How many lines of the records contain the string "Target", with case counting? Give only the number.

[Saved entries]
___

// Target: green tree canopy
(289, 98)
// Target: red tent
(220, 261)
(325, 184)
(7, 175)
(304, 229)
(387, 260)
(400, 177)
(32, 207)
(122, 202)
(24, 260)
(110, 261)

___

• RESPONSE TO THIS EXERCISE: 2